_REQUIRED ACTIONS:_
#1 In the article on TISL's complaint to the Inspector General of Police, how many trained journalists were to receive certificates at the event?
#2 Write the next part of the article on TISL's complaint to the Inspector General of Police, picking up directly after its final sentence.

_DOCUMENT PASSAGE:_
►
8.5 C
London
Friday, November 8, 2024

Threats And Intimidation To Its Staff: TISL Complains To IGP

[Sri Lanka police good at different things (photo: telegraph.uk)]
Journalists and staff members of the Transparency International Sri Lanka (TISL) made complaints to the Inspector General of Police on the threats they received for conducting an event to award certificates to the trained Investigative Journalists in Colombo recently.

As part of its regular programme of work, TISL organized a series of training programmes for journalists to build their capacity on investigative journalism. All resource persons and participants were Sri Lankans. At the completion of the training TISL organized an event to award certificates to the trained 60 journalists and urge them to continue to do more balanced and investigative stories on corruption and governance.. The event was scheduled to take place at a Colombo Hotel in Colombo 05 on the 15th October 2014.
◄
_SUPPLIED INFORMATION:_
►
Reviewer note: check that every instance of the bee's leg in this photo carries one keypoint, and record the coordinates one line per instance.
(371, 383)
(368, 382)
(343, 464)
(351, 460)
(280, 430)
◄
_WRITTEN RESPONSES:_
#1 Sixty trained journalists.

#2
Soon after the invitations were sent to the participants, TISL staff members as well as the trainees started receiving threatening telephone calls. They threatened TISL Senior Manager Shan Wijethunge, trainer Jayasiri Jayasekara and trainee from Kurunagala Janur Kichilan using very abusive language. They not only threatened Shan Wijethunge but threatened his family too.

On 14th Tuesday threatening SMS messages were sent to almost all the staff members who were involved in the programme. This SMS was received by more than 50% of the invited participants too. As to how they got the phone numbers of the participants and Shan’s family remains a mystery.

The continued threats prompted TISL to cancel the reservation at the Hotel and move to another venue and conduct the event. TISL thought there could be a repetition of the recent incident when an organaised gang gate crashed a TISL workshop held in Negambo. Earlier three TISL IJ training workshops were disrupted.

In spite of the challenges TISL managed to conduct the programme at a separate location. Victor Ivan, editor Ravaya newspaper and Bureau chief of AFP, Amal Jayasinghe made presentations and representatives from the other media organaisations too participated in support of the event.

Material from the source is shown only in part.